### What the exercise asks
The result should be every line in the data below that carries the string "vase".
____________________
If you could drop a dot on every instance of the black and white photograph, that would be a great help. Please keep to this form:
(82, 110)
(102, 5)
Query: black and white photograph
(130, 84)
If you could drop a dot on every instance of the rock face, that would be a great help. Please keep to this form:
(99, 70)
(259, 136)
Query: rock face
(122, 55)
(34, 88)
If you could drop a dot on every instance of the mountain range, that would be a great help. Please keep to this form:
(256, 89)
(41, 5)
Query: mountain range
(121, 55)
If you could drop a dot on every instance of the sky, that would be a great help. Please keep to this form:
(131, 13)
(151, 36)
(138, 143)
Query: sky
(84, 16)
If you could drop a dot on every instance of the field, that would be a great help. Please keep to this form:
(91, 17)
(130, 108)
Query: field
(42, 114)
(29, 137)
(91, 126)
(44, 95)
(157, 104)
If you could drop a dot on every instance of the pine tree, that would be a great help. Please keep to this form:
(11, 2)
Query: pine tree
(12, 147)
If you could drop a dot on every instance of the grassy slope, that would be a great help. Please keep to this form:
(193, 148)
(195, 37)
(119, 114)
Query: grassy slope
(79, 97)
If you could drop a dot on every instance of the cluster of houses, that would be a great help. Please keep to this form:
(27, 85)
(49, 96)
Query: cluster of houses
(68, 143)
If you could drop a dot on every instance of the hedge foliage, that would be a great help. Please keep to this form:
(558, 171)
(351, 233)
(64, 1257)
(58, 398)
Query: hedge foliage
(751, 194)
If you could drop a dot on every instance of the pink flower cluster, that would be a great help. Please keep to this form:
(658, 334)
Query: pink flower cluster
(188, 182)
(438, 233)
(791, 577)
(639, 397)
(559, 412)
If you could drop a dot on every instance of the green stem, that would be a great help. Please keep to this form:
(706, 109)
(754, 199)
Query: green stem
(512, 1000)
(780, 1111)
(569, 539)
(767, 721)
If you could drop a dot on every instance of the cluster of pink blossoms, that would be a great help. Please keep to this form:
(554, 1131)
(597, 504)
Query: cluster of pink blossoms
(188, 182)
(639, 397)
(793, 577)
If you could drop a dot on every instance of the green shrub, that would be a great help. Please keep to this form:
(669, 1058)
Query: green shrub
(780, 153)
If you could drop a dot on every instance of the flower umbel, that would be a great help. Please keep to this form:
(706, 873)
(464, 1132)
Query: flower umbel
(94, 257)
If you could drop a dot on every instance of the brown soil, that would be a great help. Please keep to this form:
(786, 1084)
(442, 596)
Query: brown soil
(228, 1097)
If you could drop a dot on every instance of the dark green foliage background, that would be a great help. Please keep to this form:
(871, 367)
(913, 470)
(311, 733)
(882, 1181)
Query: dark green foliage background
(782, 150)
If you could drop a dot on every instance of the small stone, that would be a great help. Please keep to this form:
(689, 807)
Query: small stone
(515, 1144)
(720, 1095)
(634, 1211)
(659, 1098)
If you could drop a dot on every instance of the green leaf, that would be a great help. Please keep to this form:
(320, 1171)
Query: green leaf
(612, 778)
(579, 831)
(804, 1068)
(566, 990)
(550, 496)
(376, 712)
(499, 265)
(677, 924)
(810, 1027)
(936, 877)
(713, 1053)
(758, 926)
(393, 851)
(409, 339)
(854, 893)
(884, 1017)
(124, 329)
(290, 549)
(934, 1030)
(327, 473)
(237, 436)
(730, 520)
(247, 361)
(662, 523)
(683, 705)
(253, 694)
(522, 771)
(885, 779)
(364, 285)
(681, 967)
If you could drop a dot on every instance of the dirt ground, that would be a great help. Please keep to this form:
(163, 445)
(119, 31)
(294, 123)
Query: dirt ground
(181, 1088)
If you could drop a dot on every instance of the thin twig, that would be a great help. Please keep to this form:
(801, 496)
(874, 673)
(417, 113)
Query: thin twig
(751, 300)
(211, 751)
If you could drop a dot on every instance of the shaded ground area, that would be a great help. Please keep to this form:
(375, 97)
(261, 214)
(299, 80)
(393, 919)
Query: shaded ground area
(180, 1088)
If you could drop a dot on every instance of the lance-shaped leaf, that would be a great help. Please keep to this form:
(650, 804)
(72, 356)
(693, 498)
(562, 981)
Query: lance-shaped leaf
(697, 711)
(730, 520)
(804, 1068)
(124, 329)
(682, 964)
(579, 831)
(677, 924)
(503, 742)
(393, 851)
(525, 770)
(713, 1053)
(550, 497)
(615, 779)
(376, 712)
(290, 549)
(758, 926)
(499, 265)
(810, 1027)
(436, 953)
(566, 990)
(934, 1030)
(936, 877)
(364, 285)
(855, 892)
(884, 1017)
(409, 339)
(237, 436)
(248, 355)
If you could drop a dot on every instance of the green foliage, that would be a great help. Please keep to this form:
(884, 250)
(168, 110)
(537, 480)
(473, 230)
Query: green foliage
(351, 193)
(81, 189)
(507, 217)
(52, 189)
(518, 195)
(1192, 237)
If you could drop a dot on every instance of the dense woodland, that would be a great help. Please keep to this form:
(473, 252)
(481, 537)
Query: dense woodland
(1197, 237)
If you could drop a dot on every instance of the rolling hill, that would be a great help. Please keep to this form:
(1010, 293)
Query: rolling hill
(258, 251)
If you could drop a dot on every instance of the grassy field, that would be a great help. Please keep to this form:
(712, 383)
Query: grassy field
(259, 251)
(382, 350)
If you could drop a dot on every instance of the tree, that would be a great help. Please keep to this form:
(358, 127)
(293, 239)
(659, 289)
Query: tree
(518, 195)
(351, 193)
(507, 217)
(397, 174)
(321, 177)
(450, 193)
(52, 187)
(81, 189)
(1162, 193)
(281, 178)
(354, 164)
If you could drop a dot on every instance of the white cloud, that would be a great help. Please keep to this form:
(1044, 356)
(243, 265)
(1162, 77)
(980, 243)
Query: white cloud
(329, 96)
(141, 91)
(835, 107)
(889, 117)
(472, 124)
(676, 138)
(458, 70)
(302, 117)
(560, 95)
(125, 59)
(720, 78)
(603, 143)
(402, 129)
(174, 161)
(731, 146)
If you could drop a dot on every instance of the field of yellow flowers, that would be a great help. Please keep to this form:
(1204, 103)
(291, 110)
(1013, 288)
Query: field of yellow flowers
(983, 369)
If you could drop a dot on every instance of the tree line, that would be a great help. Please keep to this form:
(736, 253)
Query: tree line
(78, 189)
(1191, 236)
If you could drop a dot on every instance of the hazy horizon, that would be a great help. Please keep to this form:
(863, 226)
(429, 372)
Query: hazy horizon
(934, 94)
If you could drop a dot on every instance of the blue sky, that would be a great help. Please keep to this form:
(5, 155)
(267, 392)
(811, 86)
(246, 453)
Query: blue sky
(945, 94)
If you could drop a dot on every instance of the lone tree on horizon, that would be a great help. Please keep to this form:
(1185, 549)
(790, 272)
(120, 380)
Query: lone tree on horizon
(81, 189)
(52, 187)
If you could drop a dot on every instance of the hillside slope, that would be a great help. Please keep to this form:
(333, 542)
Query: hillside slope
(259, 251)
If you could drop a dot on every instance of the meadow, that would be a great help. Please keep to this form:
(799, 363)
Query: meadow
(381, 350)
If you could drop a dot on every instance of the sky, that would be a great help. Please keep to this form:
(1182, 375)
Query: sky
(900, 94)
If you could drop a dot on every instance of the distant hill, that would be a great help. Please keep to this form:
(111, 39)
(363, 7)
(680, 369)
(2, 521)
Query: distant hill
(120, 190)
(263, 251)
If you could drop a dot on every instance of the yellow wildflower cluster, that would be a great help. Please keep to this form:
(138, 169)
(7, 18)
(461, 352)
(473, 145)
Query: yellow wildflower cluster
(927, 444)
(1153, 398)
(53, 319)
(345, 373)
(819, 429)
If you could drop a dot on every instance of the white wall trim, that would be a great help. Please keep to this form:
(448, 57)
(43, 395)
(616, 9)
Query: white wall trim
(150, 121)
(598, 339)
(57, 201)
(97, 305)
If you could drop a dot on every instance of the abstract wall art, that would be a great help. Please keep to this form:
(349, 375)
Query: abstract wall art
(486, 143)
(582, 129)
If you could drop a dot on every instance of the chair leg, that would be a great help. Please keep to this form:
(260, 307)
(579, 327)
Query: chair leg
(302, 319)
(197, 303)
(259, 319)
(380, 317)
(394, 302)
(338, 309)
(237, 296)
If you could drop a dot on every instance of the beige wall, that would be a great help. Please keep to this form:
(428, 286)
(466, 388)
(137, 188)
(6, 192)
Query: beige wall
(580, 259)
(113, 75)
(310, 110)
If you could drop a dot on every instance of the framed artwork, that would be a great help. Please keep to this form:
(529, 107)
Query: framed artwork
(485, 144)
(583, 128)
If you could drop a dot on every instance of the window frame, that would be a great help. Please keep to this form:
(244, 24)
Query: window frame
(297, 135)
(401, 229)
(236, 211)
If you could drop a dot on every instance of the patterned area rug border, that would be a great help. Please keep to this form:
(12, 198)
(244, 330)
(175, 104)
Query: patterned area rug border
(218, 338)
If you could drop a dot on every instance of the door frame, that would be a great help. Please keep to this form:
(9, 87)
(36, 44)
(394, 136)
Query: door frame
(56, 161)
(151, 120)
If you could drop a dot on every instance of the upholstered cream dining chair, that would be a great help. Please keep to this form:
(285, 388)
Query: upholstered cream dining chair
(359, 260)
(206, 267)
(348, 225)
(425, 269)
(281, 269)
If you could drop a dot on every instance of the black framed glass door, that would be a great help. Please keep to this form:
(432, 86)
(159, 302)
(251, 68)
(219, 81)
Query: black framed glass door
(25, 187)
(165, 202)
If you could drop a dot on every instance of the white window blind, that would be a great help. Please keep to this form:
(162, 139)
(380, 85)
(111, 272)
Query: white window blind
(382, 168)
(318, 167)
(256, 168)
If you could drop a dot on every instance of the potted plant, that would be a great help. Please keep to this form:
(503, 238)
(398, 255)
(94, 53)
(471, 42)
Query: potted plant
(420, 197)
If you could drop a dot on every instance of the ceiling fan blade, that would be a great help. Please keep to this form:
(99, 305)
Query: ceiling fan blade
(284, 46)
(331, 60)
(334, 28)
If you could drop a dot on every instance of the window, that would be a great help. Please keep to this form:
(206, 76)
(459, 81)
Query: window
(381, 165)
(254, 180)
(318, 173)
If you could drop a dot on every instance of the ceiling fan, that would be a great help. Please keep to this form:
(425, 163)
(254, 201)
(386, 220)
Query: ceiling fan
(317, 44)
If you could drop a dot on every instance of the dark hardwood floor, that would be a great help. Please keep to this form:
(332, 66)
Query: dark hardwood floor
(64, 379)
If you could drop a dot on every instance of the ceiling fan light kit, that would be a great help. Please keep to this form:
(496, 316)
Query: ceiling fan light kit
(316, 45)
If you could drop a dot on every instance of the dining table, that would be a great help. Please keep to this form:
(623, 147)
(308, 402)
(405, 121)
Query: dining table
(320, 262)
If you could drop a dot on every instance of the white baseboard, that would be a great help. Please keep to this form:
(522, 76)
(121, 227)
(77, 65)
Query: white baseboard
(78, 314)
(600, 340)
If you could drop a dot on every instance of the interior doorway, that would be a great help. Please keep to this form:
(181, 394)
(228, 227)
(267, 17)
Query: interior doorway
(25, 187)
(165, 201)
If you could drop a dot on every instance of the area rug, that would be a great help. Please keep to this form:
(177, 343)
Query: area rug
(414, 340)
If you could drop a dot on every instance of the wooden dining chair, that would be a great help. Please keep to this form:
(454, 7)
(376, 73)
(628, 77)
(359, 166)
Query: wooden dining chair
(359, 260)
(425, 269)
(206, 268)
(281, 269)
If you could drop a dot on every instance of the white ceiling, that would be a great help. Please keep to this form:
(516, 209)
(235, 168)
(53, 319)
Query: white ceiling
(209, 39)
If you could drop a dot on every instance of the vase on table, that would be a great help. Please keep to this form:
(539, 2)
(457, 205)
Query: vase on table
____________________
### Solution for this problem
If you could drop a dot on every instance of the vase on table, that would be a great help. Please keep to this form:
Query: vase on table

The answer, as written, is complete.